Exercise 1: In the account of Christi below, why had she been sleeping on the floor of her own bedroom? Answer in one to three sentences.
Exercise 2: Extract the passage of the account of Christi below from "Pauline and Mike, Joe" up to and including "a few hours.", copied word for word.

#### Source text ####

We never promised Christi or ourselves that this getting to know each other, getting to trust each other would be easy but I don't think any of us knew or could have predicted 7 years ago where this journey would take us. Christi never went back to her apartment with her friend after the bus escape in May, 1995. She lived with Mike and Pauline again for a short time and shared with them over time how her friend had betrayed her trust and treated her badly--she had been sleeping on the floor again in her own bedroom so her roommate could sleep in her bed because that bedroom was more quiet from street noise. She never let on until she could not stand it any more and had to leave.

Pauline and Mike, Joe and I and Mary and Richard and all of our families got together with Christi shortly after her bus trip and celebrated the years we have all shared together. We all got time that evening to tell Christi individually how much we cared about her and how deeply worried we were when we had not seen nor heard from her for 16 days. We all offered her in our own style some form of listening should she need to talk before she resorts to extreme retail therapy or bus excursions that last more than a few hours.

Eight months since May and Christi has had two apartments--first a small one by herself which she enjoyed until she met her new boyfriend, Rick, and they decided to share an apartment. Just this week Christi and Rick have been offered new jobs, they both say they are looking forward to going back to work. They are also planning a vacation to Seattle to visit family that will be in April. Their river raft ride is only beginning and we all wish them a safe and loving journey.

Our ride with Christi has mellowed to more of a smooth ride with far fewer areas of white water. We have learned so much about rafting in the last seven years we have begun to share our river tales with others who are willing and ready to get in to the river and ride with us. We hope that the sharing of these tales will encourage people looking for a raft and people looking for a river to join together and enjoy the ride.

#### Information given ####

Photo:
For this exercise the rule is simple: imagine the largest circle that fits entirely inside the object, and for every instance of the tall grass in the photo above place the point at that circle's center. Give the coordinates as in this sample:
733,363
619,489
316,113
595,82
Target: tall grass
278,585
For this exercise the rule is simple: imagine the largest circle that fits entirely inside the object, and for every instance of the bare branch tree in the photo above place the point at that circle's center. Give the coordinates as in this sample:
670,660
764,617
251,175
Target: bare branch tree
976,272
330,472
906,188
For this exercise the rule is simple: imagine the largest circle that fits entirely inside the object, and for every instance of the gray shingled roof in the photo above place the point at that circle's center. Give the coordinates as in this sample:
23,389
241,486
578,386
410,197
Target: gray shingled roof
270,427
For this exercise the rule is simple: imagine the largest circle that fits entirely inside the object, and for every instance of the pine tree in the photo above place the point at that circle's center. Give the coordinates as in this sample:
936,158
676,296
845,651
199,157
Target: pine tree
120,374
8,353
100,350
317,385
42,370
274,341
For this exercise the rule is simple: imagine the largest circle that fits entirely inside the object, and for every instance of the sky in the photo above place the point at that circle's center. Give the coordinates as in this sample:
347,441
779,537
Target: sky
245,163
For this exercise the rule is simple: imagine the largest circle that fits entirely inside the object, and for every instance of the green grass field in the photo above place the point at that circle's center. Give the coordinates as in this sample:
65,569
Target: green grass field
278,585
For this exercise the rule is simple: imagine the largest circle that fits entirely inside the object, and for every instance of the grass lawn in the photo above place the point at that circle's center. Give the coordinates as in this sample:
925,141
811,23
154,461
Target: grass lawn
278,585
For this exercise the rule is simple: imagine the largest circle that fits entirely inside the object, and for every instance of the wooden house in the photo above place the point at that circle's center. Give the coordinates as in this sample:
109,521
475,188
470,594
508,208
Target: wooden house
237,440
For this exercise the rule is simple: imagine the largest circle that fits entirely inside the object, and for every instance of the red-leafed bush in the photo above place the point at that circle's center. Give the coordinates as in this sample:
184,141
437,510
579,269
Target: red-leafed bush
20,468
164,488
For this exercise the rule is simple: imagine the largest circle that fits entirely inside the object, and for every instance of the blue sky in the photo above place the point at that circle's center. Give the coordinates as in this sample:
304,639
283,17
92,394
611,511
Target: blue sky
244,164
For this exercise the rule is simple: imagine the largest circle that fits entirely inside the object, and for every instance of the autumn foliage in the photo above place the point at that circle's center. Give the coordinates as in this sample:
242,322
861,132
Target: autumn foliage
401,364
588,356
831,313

####

Task solution 1: Her roommate was sleeping in Christi's bed because that bedroom was quieter from street noise.

Task solution 2:
Pauline and Mike, Joe and I and Mary and Richard and all of our families got together with Christi shortly after her bus trip and celebrated the years we have all shared together. We all got time that evening to tell Christi individually how much we cared about her and how deeply worried we were when we had not seen nor heard from her for 16 days. We all offered her in our own style some form of listening should she need to talk before she resorts to extreme retail therapy or bus excursions that last more than a few hours.